Context:
- Union Ministry of Environment, Forest and Climate Change (MoEFCC) has notified rules for utilisation of more than Rs 66,000 crore afforestation funds by states/UTs and for setting up authorities to monitor its use for afforestation and conservation.
- The rules have been framed two years after Compensatory Afforestation Fund (CAF) Act, 2016 to this effect was enacted.
About the fund:
- The fund is accumulated amount which user agencies have been depositing as compensation for diverting forest land for non-forest purposes such as setting up industries or creating infrastructure, over the past 10 years.
- Since rules for utilisation of fund have been notified, unspent amount will now be transferred to National Compensatory Afforestation Fund (NCAF) at Centre and respective State Compensatory Afforestation Funds in phased manner, depending on its utilisation.
- The national and state compensatory afforestation funds are both non-lapsable and have been established under Public Account of India and Public Account of each state.
- They can be utilised for only activities listed under the CAF Act.
Key Features of Rules
- The rules specify that 80% of compensatory afforestation amount will be utilised by states for plantations, assisted natural regeneration of forests, pest and disease control in forest, forest fire prevention, soil and moisture conservation works and improvement of wildlife habitat, among other things from list of 13 permissible activities.
- The remaining 20% will be used for 11 listed works to strengthen infrastructure related forest and wildlife protection.
- The list includes third-party monitoring of works, development of certification standards, forest certification and casual hiring of local people to assist forest department staff.
- It also specifies that working plan will be taken up in consultation with the gram sabha or village forest management committee.

» **Given data**
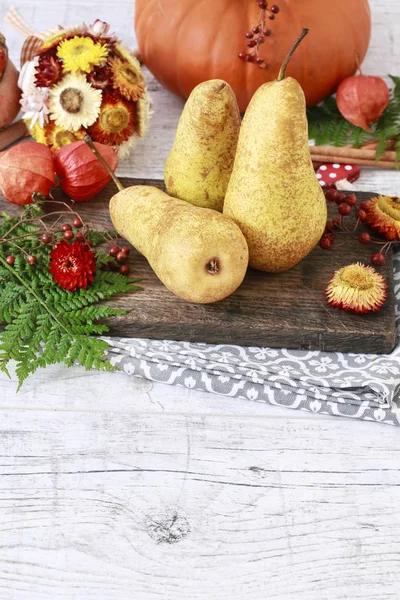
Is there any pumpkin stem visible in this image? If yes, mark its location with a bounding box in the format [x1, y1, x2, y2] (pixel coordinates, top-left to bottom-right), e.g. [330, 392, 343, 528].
[277, 27, 310, 81]
[354, 50, 362, 75]
[84, 134, 125, 192]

» **Task requirements**
(1) In the passage on the compensatory afforestation rules, how many years after the CAF Act, 2016 was enacted were the rules framed?
(2) Resume the passage on the compensatory afforestation rules, picking up right after its last sentence.

» **Task-by-task results**
(1) Two years.

(2)
Need of Rules:
- Though Parliament had enacted Compensatory Afforestation Fund (CAF) Act, 2016 to utilise money, it could not be implemented in absence of enabling rules within Act for two years.
- As result, only Rs 14,418 crore out of Rs 80,716 crore were disbursed to states/UTs under temporary and time-consuming mechanism.
- The remaining Rs 66,298 crore therefore has been lying unspent with ad hoc Compensatory Afforestation Fund Management and Planning Authority (CAMPA) created by Supreme Court order in 2009.
- Among states, Odisha has highest share (Rs 9,725 crore) in accumulated fund, followed by Chhattisgarh (Rs. 7,288 crore), Madhya Pradesh (Rs 6,353 crore) and Jharkhand (Rs 5,193 crore).
Criticism of rules:
- Former Union Environment Minister Jairam Ramesh has objected to the rules.
- He alleged that the CAF Rules “undermined” several aspects of the Forest Rights Act (FRA) and the Panchayats (Extension to Scheduled Areas) Act (PESA).
- In the current form, they significantly reduced the authority of gram sabhas in having a say in their local compensatory afforestation projects and reduced them to the role of “consultants”.
- Much power instead was vested with the State-level forest bureaucracy.